Short problem A -> Which lines of the listing below contain the string "building"? Copy each of those lines, matching case exactly.

Friday, September 11, 2009

St. Chrysostom Metropolitan of Smyrna the New Ethno-Hieromartyr, and those with him

Icon of St. Chrysostom the New Ethno-Hieromartyr, Metropolitan of Smyrna (taken from: http://www.imdramas.gr/dt/view_dt.php?dt_id=36)
  
"To the angel of the church in Smyrna write: These are the words of him who is the First and the Last, who died and came to life again. I know your afflictions and your poverty—yet you are rich! I know the slander of those who say they are Jews and are not, but are a synagogue of Satan. Do not be afraid of what you are about to suffer. I tell you, the devil will put some of you in prison to test you, and you will suffer persecution for ten days. Be faithful, even to the point of death, and I will give you the crown of life. He who has an ear, let him hear what the Spirit says to the churches. He who overcomes will not be hurt at all by the second death."

Supplied records ->
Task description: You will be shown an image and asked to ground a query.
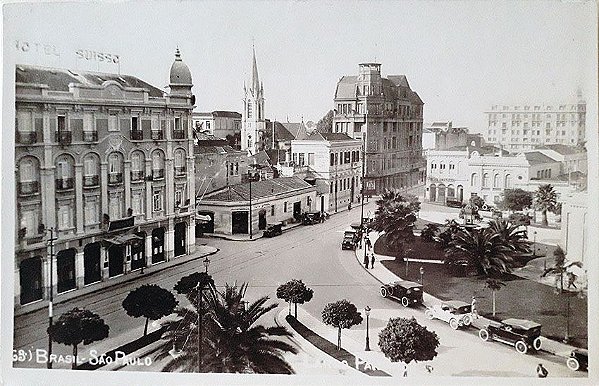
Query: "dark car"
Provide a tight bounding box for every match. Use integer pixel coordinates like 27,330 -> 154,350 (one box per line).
508,213 -> 530,225
566,348 -> 589,371
264,223 -> 283,237
381,280 -> 422,307
478,319 -> 541,354
302,212 -> 323,225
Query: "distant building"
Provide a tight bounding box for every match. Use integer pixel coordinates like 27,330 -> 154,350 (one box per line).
333,63 -> 426,193
483,92 -> 586,152
15,50 -> 195,306
291,132 -> 362,212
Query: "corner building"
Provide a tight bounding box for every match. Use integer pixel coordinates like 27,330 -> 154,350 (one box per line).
14,50 -> 195,307
333,63 -> 426,194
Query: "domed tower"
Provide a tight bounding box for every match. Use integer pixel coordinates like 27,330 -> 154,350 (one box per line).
169,48 -> 195,105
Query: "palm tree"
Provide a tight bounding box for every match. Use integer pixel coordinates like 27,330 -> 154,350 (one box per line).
158,284 -> 297,374
445,228 -> 514,276
485,279 -> 505,316
535,184 -> 557,226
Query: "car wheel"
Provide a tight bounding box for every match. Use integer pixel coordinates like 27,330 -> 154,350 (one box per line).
381,287 -> 389,298
516,340 -> 528,354
566,358 -> 580,371
449,319 -> 460,330
401,296 -> 410,307
478,328 -> 489,342
532,337 -> 541,351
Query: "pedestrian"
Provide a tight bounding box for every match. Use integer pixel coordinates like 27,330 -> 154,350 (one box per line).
537,363 -> 549,378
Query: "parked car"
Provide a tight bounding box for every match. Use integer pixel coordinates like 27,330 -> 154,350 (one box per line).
302,212 -> 323,225
381,280 -> 422,307
478,319 -> 541,354
566,348 -> 589,371
424,300 -> 473,330
264,223 -> 283,237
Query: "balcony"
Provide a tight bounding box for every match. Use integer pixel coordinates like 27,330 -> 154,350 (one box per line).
108,173 -> 123,185
56,130 -> 73,145
19,181 -> 40,196
83,131 -> 98,142
83,175 -> 100,188
131,170 -> 145,181
131,130 -> 144,141
173,130 -> 185,139
56,177 -> 75,191
17,131 -> 37,145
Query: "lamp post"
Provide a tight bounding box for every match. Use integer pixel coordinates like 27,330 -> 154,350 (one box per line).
364,306 -> 371,351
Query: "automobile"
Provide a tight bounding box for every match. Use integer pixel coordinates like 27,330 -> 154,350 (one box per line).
478,319 -> 541,354
302,212 -> 323,225
264,223 -> 283,237
341,229 -> 359,251
424,300 -> 473,330
508,212 -> 530,225
381,280 -> 422,307
566,348 -> 589,371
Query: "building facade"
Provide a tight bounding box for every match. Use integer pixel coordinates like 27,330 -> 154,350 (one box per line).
14,50 -> 195,307
291,133 -> 362,213
483,93 -> 586,152
333,63 -> 426,193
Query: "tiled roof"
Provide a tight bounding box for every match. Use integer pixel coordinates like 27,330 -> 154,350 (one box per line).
15,64 -> 164,97
204,177 -> 314,202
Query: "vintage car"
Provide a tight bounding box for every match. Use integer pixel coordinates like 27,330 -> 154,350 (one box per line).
424,300 -> 473,330
381,280 -> 422,307
566,348 -> 589,371
478,319 -> 541,354
264,223 -> 283,237
341,229 -> 359,251
302,212 -> 323,225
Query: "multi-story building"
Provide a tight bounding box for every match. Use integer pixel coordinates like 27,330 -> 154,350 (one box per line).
15,50 -> 195,305
291,133 -> 362,212
483,93 -> 586,152
333,63 -> 426,196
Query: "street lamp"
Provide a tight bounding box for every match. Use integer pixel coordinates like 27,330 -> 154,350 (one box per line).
364,306 -> 371,351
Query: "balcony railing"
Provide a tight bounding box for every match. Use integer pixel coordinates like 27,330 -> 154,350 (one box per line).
131,170 -> 145,181
56,130 -> 73,145
108,173 -> 123,185
83,131 -> 98,142
83,175 -> 100,188
19,181 -> 40,196
17,131 -> 37,145
152,130 -> 164,140
131,130 -> 144,141
152,169 -> 164,180
173,130 -> 185,139
56,177 -> 75,191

Short problem B -> Can you transcribe everything in the post on St. Chrysostom of Smyrna from "Friday, September 11, 2009" down to "(taken from: http://www.imdramas.gr/dt/view_dt.php?dt_id=36)", with no changes?

Complete answer A ->
Query: "distant building"
Query: "corner building"
Query: "building facade"
Query: "multi-story building"

Complete answer B ->
Friday, September 11, 2009

St. Chrysostom Metropolitan of Smyrna the New Ethno-Hieromartyr, and those with him

Icon of St. Chrysostom the New Ethno-Hieromartyr, Metropolitan of Smyrna (taken from: http://www.imdramas.gr/dt/view_dt.php?dt_id=36)